Brief: Convert the listing lines into a JSON array of strings, one string per line, with blank lines left out. Start at the line containing "Would you please place a dot on the advertising" and end at the line containing "point(673, 219)", including both.

Data provided:
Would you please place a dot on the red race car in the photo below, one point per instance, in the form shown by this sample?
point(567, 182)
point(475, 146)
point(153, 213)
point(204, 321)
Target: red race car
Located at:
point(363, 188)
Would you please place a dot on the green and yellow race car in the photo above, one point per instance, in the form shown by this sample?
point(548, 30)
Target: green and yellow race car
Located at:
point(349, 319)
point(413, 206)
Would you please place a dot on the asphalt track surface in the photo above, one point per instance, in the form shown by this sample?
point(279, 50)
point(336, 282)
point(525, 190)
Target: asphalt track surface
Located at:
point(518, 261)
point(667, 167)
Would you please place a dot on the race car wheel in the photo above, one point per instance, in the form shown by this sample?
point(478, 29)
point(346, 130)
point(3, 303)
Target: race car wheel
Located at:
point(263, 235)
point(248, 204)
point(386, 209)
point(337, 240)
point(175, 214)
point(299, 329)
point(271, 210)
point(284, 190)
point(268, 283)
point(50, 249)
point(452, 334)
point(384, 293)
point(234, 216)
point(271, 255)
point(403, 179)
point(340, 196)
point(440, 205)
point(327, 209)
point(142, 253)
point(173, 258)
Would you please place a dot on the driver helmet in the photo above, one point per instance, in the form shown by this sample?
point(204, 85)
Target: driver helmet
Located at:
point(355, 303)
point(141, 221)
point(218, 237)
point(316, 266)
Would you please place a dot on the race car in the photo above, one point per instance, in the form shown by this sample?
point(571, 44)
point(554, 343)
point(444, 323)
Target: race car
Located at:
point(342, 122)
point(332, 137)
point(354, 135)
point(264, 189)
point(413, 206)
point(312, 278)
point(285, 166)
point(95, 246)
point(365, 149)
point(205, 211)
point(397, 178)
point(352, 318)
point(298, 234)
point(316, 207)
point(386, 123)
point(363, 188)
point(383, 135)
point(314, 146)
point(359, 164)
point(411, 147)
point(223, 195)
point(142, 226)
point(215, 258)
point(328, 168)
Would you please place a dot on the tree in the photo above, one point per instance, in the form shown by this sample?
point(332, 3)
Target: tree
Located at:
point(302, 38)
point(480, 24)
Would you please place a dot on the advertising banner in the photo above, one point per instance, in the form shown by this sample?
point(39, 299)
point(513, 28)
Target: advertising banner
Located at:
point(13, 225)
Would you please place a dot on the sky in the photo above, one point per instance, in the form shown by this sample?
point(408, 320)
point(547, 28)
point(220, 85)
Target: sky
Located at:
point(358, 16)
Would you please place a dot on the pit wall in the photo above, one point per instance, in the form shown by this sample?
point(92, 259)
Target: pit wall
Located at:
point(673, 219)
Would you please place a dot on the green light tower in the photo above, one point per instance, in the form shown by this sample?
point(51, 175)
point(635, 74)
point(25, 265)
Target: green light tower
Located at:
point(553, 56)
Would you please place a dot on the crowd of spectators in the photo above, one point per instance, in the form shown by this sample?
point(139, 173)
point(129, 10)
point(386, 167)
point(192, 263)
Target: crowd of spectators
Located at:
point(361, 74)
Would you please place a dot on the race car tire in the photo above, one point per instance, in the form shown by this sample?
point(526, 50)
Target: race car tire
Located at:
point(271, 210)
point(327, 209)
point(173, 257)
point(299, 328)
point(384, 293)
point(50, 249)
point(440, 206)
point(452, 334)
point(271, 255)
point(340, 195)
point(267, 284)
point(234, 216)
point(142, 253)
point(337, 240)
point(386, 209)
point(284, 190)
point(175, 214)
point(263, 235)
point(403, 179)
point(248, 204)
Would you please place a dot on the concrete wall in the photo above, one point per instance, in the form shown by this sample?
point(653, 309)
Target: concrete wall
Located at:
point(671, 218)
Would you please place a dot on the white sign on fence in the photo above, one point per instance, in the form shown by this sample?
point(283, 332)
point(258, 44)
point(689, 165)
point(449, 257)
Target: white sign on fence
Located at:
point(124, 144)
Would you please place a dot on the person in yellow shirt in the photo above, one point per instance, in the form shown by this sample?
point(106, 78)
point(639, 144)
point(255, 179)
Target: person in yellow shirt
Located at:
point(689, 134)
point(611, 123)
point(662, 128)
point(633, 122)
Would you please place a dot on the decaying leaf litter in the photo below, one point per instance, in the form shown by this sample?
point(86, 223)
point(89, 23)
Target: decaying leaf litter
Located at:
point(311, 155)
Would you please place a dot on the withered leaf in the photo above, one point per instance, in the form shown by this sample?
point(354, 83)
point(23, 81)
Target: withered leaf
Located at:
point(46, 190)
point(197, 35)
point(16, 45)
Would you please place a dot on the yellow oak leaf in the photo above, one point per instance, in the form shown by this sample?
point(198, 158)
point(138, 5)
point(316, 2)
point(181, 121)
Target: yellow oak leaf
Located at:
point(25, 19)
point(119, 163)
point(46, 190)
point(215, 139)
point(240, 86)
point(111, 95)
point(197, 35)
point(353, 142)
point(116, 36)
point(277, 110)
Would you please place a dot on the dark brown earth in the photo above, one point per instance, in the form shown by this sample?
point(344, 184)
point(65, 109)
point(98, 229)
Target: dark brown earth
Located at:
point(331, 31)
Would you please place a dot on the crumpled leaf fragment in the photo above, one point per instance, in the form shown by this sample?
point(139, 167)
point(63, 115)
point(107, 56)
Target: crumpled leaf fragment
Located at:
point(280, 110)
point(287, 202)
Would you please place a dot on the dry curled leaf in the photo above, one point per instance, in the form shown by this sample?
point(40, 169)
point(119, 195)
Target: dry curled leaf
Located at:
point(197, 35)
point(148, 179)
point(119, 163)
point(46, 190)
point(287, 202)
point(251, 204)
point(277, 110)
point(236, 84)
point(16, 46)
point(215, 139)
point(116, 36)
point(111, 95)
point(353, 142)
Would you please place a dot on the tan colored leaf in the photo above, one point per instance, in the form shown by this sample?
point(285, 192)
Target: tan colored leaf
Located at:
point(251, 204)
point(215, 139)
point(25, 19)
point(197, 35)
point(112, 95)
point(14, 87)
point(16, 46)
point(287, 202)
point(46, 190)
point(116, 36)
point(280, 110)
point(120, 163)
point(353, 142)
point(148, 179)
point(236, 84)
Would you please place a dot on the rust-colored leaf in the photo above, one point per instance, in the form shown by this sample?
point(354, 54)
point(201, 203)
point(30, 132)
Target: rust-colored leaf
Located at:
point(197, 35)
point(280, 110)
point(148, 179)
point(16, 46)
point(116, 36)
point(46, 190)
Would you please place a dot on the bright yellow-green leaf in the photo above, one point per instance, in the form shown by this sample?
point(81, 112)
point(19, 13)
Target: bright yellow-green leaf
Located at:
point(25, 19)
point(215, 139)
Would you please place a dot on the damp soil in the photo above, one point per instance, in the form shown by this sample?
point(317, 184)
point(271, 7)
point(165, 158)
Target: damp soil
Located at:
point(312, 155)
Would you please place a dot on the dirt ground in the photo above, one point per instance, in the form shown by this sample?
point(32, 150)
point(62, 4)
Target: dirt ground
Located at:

Written answer:
[
  "Would you please place a dot on the advertising banner in the photo above, one point per instance, in the form shown by this sample?",
  "point(39, 299)",
  "point(513, 28)",
  "Target: advertising banner",
  "Located at:",
  "point(13, 225)",
  "Would you please place a dot on the sky in the photo above, one point per instance, in the form shown by this sample?",
  "point(408, 320)",
  "point(547, 28)",
  "point(220, 85)",
  "Target: sky",
  "Located at:",
  "point(358, 16)",
  "Would you please place a dot on the pit wall in the photo above, one point per instance, in the form shown by this sample?",
  "point(92, 259)",
  "Target: pit wall",
  "Located at:",
  "point(673, 219)"
]